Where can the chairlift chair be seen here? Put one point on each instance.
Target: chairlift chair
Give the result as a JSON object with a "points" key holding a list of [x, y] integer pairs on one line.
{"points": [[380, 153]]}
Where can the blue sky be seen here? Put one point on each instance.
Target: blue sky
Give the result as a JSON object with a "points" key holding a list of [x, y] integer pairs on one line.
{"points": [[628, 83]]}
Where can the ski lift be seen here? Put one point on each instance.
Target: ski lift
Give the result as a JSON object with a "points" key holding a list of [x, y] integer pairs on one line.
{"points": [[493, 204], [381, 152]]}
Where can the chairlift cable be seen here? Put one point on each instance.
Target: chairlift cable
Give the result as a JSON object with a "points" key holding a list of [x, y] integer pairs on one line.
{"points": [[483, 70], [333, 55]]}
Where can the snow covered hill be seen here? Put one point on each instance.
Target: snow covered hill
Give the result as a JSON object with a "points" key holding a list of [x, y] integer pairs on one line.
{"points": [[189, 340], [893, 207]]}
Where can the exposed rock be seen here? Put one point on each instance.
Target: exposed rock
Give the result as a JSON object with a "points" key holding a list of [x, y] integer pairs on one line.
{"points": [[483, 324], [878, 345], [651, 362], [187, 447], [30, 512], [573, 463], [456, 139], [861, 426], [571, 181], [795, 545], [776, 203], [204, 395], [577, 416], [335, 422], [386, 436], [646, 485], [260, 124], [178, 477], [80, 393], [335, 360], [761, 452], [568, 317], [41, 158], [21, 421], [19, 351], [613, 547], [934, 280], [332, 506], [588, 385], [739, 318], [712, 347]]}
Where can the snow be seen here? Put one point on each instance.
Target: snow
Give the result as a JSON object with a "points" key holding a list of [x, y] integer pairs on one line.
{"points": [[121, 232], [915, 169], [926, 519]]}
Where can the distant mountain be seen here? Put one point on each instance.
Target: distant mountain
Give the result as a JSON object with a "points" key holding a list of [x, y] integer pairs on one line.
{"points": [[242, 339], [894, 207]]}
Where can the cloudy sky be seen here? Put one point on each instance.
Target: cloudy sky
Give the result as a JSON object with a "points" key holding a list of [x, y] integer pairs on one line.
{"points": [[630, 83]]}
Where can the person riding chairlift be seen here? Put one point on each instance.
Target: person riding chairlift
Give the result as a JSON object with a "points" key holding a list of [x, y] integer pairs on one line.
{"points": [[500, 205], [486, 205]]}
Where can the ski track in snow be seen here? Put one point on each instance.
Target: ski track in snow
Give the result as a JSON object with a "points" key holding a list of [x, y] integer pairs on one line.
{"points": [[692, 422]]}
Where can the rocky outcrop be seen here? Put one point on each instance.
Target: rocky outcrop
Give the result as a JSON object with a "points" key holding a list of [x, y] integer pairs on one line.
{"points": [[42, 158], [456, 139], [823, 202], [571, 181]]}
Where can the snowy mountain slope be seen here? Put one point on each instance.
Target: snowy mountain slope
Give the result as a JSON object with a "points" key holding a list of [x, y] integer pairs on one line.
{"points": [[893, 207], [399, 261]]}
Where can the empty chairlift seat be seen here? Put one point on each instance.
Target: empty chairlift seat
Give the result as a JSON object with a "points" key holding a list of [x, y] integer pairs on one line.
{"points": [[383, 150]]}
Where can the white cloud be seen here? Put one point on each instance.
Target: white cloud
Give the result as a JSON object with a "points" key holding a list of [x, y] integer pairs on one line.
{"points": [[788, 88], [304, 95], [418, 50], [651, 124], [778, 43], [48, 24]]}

────────────────

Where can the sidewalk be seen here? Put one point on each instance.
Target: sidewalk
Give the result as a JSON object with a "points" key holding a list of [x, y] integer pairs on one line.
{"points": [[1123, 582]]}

────────────────

→ **WORK TO DO**
Report each line of the data above that contains the string "riding", reproducing every such line in full.

→ **THE ANSWER**
Where can the person riding chairlift be seen here? Put one point on each instance.
Target: person riding chairlift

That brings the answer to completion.